● **PAGE EXCERPT**
+===+

Formerly New Zealand's High Commissioner to the Cook Islands and MP for the Northland Electorate of New Zealand.


Moving forward together

Thursday 25 May 2016

Understanding and cooperation

Most Northlanders would have trouble finding Matawaia on a map, let alone have any reason to go there. The tiny settlement is a dot in the vast hill country between State Highway 1 and Mangakahia Road and is more likely to be glimpsed from an aeroplane than seen close up. But for Ngati Hine, Matawaia and nearby Motatau are strongholds in a rohe that covers a large area of Northland. And while many of these communities might feel hidden and forgotten, these are not words you would use to describe Ngati Hine.

It has produced notable leaders - the most famous being Sir James Clendon Tau Henare - built successful forestry and horticulture businesses, been a trailblazer in environmentally-friendly building design and exported a wealth of artistic talent to the world including Hollywood actress Rena Owen and international opera singer Kawiti Waetford. Quite simply,

Ngati Hine has become a major player in our District and a force to be reckoned with - even in the kitchen. The husband and wife duo who won Maori Television's recent cooking series Marae Kai Masters were Anthony and Kathy Dunn from Matawaia Marae. So, it was a privilege and an honour to make the long journey out to Matawaia Marae earlier this month to sign a Memorandum of Understanding with Te Runanga o Ngati Hine.

+===+

● **PROVIDED MATERIAL**
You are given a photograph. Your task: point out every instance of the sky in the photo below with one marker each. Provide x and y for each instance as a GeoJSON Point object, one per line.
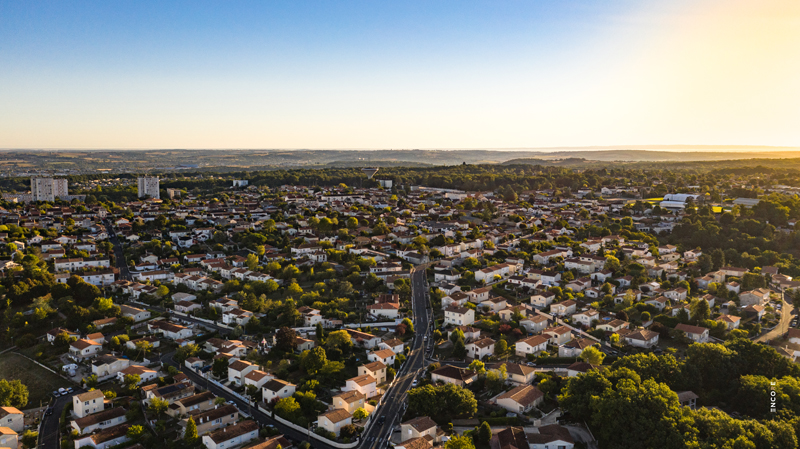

+===+

● **GIVEN TASK**
Reproduce, word for word, the entire piece on Ngati Hine and Matawaia given above.

● **COMPLETE OUTPUT**
Formerly New Zealand's High Commissioner to the Cook Islands and MP for the Northland Electorate of New Zealand.


Moving forward together

Thursday 25 May 2016

Understanding and cooperation

Most Northlanders would have trouble finding Matawaia on a map, let alone have any reason to go there. The tiny settlement is a dot in the vast hill country between State Highway 1 and Mangakahia Road and is more likely to be glimpsed from an aeroplane than seen close up. But for Ngati Hine, Matawaia and nearby Motatau are strongholds in a rohe that covers a large area of Northland. And while many of these communities might feel hidden and forgotten, these are not words you would use to describe Ngati Hine.

It has produced notable leaders - the most famous being Sir James Clendon Tau Henare - built successful forestry and horticulture businesses, been a trailblazer in environmentally-friendly building design and exported a wealth of artistic talent to the world including Hollywood actress Rena Owen and international opera singer Kawiti Waetford. Quite simply,

Ngati Hine has become a major player in our District and a force to be reckoned with - even in the kitchen. The husband and wife duo who won Maori Television's recent cooking series Marae Kai Masters were Anthony and Kathy Dunn from Matawaia Marae. So, it was a privilege and an honour to make the long journey out to Matawaia Marae earlier this month to sign a Memorandum of Understanding with Te Runanga o Ngati Hine.